## 課題 1
原文の「ゲームサイクルから説明してお」から「の店名を使用しているという。」までを、両端の語句も含めて一字一句違えずに書き写せ。
## 課題 2
次の(a)〜(c)の文が原文と一致するかどうかを「はい」か「いいえ」で答え、判断の決め手となる原文の語句をそのまま引用せよ。(a) 4Gamerのオフィスの最寄り駅は茅場町駅である。(b) 作中では許諾を得たうえで実在の店名が使われている。(c) ミユは体験版の最後に少しだけ登場する。

## 原文

--------------------

ちなみに4Gamerのオフィスの最寄り駅は,東京・ニホンバシだ(ややこしいね〜)。でも来社時は茅場町駅から来るほうが100%楽だ。
ある日,黒めな企業をイヤになって退職し,無職になった主人公の青年は,とある喫茶店に踏み入れた。そこは「ふわふわ喫茶店」という名の寂れたメイド喫茶で,店にたった1人だけいたメイド少女「シロ」に,いきなり店長代理になってくれとせがまれる。あとはお決まりのルートだ。
最初は強く当たって,あとは流れでの様式美をいかんなく発揮する,ヒロイン4人を擁する巻き込まれ系やれやれ主人公の幕開けだ。
なお,物語の姿勢は“ふわふわ日常系ストーリー”とのこと。
ゲームサイクルから説明しておくと,本作は“かわいいメイドさんたちとのデート”が主軸であるが,同時にカフェ経営のマネジメント要素もこなしていく。ものとしては,恋愛ゲームと言って差し支えない。
ただ,いろいろな小ネタが仕込まれている2Dステージの回遊が,テキストアドベンチャーの類いとはまた違う刺激を与えてくれる。
マップロケーションには一部伏せ字のバーガーショップなどもあるが,駿河屋,ソフマップ,ドラゴンスター,スーパーポテト,カラオケレインボーなどの企業に許諾を得て,実在の店名を使用しているという。
グラフィックスがステキなのは言うまでもないが,各店舗内では買い物のほかに,店員との会話も楽しめる。なかには“ガチャめぐり”などのコレクション要素もあるようで,ゲーム的な楽しみもある。
ただ,本作の魅力は“確実に完全にオタクが作った”のが容易に分かるところだろう。事実,作中にはさまざまな有名作品の(濁したり改題したりの)エッセンスが,あらゆるところに散りばめられている。
最序盤に出会う,作中映画館の上映作品「ご注文はいもうとですか」はそのジャブといったところで,プレイヤー側の歩いてきた道は人それぞれとしても,開発者らの花道の遍歴が分かるのがほほ笑ましい。
こうした共感で親近感を湧かせるのは,フレンドリーでありながら商品としては理性的な設計。なかなかどうして勝手に評価したい。
我々が幸せにすべき,かつ我々を幸せにしてくれる4人のヒロインは,最初に出会うメイドさんにして,限界オタクの早口っ子「シロ」。使い魔になれと言ってくるゴスロリかつ中二病な「ファフナ」。
あと,体験版では最後にちょっとだけ登場する,食いしん坊のゲームオタクギャル「ミユ」,今回はメインビジュアルだけでしか確認できなかった,神社で働く関西弁の巫女「ほのか」がいる。属性だけで言えばミユの圧勝は(個人嗜好で)固い。

--------------------

## 提供資料
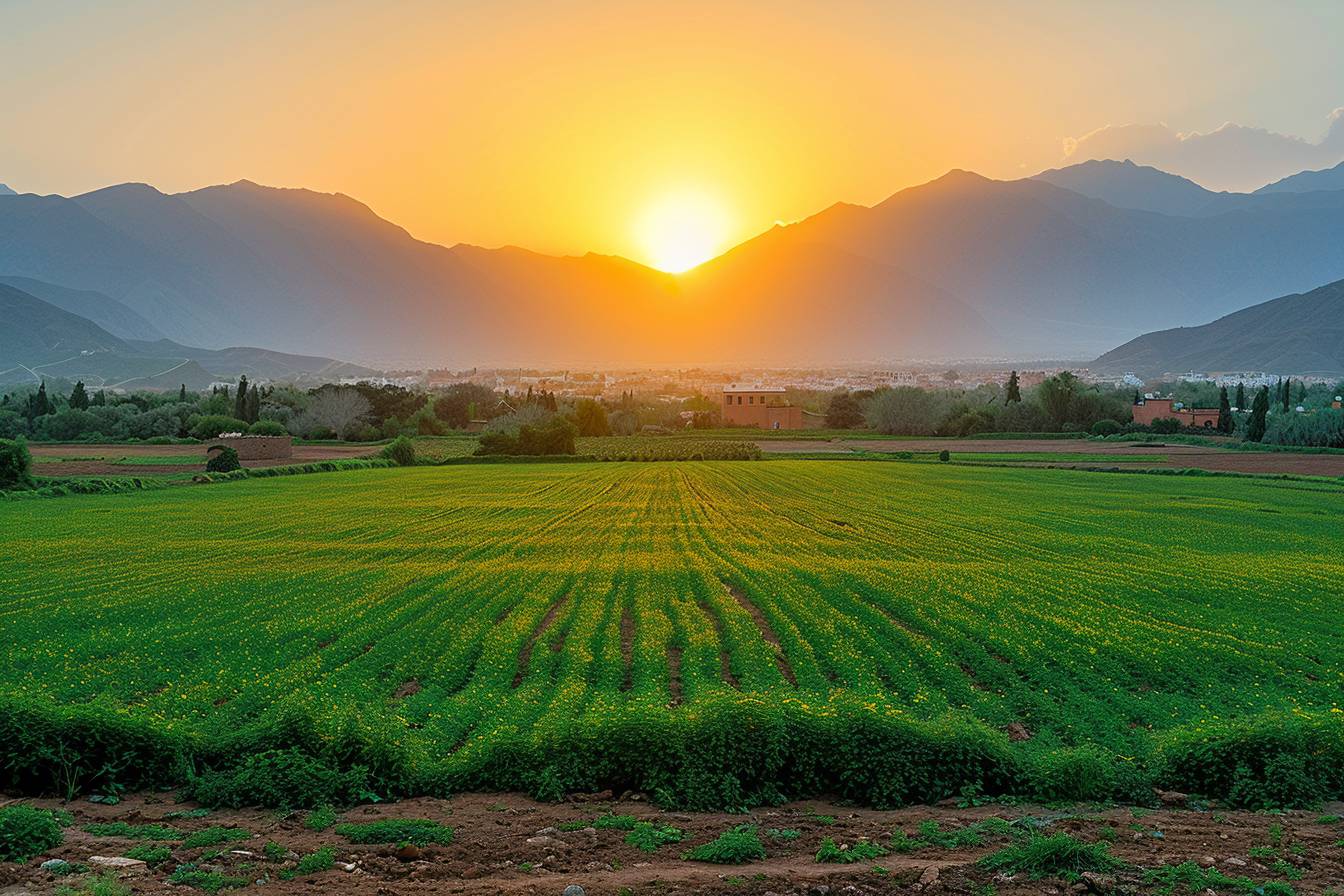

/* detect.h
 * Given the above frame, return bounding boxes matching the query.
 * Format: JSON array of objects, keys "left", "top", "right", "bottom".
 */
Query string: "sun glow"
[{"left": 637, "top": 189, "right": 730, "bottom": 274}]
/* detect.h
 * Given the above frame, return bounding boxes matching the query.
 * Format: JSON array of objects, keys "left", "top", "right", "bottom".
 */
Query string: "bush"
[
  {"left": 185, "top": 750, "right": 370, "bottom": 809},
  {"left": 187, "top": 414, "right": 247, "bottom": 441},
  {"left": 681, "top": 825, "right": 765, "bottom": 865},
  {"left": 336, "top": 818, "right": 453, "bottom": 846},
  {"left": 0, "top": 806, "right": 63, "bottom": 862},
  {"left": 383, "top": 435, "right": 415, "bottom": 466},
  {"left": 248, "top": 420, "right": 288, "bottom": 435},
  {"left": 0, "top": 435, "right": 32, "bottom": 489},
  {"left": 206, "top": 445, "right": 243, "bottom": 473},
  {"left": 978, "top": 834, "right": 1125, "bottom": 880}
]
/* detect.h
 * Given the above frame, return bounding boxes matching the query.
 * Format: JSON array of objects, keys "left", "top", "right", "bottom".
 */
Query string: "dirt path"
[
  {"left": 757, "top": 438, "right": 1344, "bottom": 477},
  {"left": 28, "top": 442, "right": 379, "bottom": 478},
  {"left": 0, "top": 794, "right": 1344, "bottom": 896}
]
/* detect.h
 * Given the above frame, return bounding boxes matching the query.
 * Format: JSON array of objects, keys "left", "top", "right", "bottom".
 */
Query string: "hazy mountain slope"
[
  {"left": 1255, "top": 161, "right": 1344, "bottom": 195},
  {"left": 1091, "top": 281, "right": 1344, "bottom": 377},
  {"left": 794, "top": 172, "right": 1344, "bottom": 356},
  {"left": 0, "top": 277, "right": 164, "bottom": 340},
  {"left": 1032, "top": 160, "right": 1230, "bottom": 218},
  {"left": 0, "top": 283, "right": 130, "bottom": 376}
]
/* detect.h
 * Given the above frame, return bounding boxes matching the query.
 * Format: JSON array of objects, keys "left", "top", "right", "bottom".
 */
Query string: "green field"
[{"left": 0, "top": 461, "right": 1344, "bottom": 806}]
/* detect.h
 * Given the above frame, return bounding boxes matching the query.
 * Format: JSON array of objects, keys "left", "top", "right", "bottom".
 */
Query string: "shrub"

--------------------

## 解答 1
ゲームサイクルから説明しておくと,本作は“かわいいメイドさんたちとのデート”が主軸であるが,同時にカフェ経営のマネジメント要素もこなしていく。ものとしては,恋愛ゲームと言って差し支えない。
ただ,いろいろな小ネタが仕込まれている2Dステージの回遊が,テキストアドベンチャーの類いとはまた違う刺激を与えてくれる。
マップロケーションには一部伏せ字のバーガーショップなどもあるが,駿河屋,ソフマップ,ドラゴンスター,スーパーポテト,カラオケレインボーなどの企業に許諾を得て,実在の店名を使用しているという。

## 解答 2
(a) いいえ。「4Gamerのオフィスの最寄り駅は,東京・ニホンバシだ」
(b) はい。「企業に許諾を得て,実在の店名を使用しているという」
(c) はい。「体験版では最後にちょっとだけ登場する,食いしん坊のゲームオタクギャル「ミユ」」